++++ Listing ++++

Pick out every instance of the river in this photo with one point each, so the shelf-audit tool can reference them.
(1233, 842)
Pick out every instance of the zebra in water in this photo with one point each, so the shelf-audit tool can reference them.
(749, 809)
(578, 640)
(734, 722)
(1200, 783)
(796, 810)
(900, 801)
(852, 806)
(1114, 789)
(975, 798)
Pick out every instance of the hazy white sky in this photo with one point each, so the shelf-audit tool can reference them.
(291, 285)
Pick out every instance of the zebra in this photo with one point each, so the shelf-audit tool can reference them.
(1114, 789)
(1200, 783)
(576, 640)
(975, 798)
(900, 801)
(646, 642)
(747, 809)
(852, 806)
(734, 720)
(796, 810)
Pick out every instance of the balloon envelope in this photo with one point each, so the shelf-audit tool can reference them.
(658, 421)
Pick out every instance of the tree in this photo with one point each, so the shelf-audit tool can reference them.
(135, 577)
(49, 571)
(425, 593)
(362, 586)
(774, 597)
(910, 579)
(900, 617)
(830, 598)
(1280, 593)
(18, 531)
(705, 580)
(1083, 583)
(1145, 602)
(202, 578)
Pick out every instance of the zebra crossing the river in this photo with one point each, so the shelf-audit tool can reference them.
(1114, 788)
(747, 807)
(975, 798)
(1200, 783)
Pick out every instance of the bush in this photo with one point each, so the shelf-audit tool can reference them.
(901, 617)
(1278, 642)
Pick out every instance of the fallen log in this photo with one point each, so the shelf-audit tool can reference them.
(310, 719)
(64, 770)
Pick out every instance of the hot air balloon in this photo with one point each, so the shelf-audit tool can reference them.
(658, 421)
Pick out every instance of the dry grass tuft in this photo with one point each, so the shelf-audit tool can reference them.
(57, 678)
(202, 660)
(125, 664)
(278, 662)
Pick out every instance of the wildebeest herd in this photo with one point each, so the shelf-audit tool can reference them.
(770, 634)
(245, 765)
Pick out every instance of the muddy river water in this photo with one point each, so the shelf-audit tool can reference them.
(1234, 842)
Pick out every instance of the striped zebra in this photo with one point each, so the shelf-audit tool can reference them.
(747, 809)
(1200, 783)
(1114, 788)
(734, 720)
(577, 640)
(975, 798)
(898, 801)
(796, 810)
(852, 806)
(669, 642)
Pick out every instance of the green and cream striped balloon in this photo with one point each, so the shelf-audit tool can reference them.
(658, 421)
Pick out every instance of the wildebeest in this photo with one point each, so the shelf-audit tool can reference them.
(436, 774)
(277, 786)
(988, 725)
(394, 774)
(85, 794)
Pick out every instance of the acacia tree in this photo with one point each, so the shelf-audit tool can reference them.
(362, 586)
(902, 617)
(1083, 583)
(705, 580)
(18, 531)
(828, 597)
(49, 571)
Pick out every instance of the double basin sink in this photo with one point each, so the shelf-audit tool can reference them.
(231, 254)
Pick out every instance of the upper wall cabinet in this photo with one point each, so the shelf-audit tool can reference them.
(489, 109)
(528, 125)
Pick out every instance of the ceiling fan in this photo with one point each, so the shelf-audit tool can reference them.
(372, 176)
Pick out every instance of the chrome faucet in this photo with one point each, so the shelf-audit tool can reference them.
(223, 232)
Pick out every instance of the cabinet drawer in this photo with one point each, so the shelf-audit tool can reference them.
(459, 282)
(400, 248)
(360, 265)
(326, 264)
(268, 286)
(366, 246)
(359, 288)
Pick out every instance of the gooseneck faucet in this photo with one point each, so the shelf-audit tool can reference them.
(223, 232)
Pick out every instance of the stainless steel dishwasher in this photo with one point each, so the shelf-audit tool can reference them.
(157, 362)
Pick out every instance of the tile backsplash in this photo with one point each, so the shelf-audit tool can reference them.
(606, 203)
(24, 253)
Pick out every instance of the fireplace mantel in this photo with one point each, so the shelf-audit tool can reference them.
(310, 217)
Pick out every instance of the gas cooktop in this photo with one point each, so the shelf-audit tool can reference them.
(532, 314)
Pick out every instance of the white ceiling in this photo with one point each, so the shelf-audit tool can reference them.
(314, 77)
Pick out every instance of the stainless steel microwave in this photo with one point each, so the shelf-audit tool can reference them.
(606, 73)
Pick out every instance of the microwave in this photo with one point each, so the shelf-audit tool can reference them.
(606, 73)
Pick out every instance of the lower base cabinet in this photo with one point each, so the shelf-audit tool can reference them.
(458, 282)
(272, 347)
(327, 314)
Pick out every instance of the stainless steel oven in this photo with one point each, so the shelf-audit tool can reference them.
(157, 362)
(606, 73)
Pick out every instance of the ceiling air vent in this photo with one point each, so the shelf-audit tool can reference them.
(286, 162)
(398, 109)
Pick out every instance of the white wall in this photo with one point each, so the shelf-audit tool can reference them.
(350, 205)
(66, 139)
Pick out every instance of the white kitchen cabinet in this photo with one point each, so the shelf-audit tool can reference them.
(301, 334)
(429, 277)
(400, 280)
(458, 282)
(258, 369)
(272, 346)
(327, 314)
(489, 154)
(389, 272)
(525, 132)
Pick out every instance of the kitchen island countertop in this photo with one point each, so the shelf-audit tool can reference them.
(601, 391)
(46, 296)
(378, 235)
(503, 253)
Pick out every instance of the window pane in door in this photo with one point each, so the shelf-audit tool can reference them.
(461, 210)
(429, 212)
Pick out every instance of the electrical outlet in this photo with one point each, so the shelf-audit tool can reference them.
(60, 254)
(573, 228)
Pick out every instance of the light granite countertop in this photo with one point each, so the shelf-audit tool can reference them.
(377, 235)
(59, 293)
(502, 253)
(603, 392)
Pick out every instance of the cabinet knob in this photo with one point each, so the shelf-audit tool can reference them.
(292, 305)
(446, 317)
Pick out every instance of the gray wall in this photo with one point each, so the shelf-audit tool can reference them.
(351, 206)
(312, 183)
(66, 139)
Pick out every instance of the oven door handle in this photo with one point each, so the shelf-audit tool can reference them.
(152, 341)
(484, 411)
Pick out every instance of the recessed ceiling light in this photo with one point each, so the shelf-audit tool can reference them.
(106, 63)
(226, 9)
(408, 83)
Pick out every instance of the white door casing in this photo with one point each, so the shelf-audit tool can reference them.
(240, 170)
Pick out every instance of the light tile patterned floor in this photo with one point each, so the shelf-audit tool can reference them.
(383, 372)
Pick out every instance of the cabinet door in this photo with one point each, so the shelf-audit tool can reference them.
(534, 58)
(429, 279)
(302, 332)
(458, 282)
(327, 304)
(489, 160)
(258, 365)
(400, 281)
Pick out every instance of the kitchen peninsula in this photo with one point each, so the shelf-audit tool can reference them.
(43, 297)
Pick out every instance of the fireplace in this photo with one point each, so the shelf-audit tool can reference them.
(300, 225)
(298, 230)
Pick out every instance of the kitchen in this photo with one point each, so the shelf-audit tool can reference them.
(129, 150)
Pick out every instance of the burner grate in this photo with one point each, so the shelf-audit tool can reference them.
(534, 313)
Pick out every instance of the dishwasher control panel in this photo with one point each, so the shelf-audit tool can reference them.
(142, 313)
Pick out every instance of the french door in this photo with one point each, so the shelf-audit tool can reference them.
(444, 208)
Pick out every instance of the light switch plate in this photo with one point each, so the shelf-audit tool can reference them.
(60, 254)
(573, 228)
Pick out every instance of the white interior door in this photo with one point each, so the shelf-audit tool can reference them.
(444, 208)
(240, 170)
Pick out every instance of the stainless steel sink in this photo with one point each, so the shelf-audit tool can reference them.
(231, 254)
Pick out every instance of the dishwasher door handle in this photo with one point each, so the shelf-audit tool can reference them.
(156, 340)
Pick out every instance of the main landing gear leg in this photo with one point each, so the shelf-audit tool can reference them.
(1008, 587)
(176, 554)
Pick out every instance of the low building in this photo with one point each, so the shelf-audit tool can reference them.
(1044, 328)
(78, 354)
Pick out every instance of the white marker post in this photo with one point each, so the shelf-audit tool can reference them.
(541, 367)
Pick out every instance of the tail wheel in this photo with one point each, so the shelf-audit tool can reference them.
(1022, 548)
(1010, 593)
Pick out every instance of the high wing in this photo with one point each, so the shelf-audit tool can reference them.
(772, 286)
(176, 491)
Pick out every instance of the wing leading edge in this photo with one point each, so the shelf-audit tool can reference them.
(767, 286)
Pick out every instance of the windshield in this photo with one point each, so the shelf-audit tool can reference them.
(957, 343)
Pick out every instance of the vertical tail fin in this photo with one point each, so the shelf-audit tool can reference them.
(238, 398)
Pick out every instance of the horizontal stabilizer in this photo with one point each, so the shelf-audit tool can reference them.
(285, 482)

++++

Shift every point coordinate in the answers by adding 135 to each number, and give the lines again, requests included, from the line holding "Pick out every instance of the windshield" through the end of the items, inclusive.

» Written solution:
Pick out every instance of the windshield in this photo with one point each, so the shelf-audit tool can reference them.
(1092, 478)
Pick out every instance of the vertical tail fin in this photo with one point each, so the shelf-audit tool can reference them.
(373, 533)
Pick out every instance of the horizontal stabilizer in this photo with one point each, so the shelf-audit tool can reference them.
(420, 617)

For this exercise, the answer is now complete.